Глава девятнадцатая ГЛАЗОК В ПРОШЛОЕ
Глава девятнадцатая
ГЛАЗОК В ПРОШЛОЕ
Об этом еще предстоит думать, вновь и вновь задавая себе вопросы, между тем наш поезд прибывает во Владимир. Мы высаживаемся на ночной перрон и долго отрешенно расхаживаем по вокзалу, разыскивая Виталика: он должен нас встретить. Наконец Виталик найден, вернее, найдены мы, потому что Виталик тоже ходит и ищет, но с большим успехом — первым увидел, окликнул, подбежал. И вот мы уже протискиваемся в кабину трудяги автомобиля, приспособленного явно не для парадных, а для будничных семейных выездов, и с заднего сиденья на нас таращат глаза детишки, с переднего же бесстрастно, «в спокойствии чинном» посматривает отец Виталика: он за рулем, при исполнении…
Пока едем к Виталику, он успевает рассказать, что здешние краеведы, в том числе и они с женой, получили вожделенный доступ к тюремной картотеке. Установлено, что Даниил Леонидович сидел в сорок пятой камере — это как раз в том корпусе, даже в том коридоре, где будем мы. Значит, увидим! Увидим именно ту или одну из тех, поскольку Алла Александровна уточняет, что он сидел в нескольких камерах, а однажды даже попал в карцер: пытался спасти и выпустить залетевшую в окно бабочку, о чем товарищем по камере был сочинен шутливый стихотворный экспромт.
…Сидел в той камере поэт
С душою сумрачной, но милой,
Он бабочку на белый свет
Решил вернуть хотя бы силой.
Хоть он и против был насилья,
Но здесь оправдано оно:
Ведь бесполезны даже крылья,
Когда не видишь ты окно!
Но бдителен надзор и чуток —
Поэт застукан en delit,
И вот его на трое суток
Уж в темный карцер увели.
Читатель ждет морали внятной.
Ужель она вам непонятна?
Не надо помогать тому,
Кто сдуру лезет сам в тюрьму!

- ПРЕДОСТАВЛЕННЫЕ ДАННЫЕ:
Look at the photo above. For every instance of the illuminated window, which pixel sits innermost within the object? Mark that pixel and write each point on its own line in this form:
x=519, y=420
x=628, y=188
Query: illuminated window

- ПОСТАВЛЕННАЯ ЗАДАЧА 1: Перечислите всех людей, которых глава «Глазок в прошлое» называет по имени.
- ПОСТАВЛЕННАЯ ЗАДАЧА 2: Поменяйте в главе «Глазок в прошлое» слово «карцер» на «изолятор» и приведите отрывок от «Но бдителен надзор» до «сам в тюрьму!».
Предоставленные данные здесь не понадобятся.

- РЕЗУЛЬТАТ ВЫПОЛНЕНИЯ 1: Виталик, Даниил Леонидович, Алла Александровна.

- РЕЗУЛЬТАТ ВЫПОЛНЕНИЯ 2:
Но бдителен надзор и чуток —
Поэт застукан en delit,
И вот его на трое суток
Уж в темный изолятор увели.
Читатель ждет морали внятной.
Ужель она вам непонятна?
Не надо помогать тому,
Кто сдуру лезет сам в тюрьму!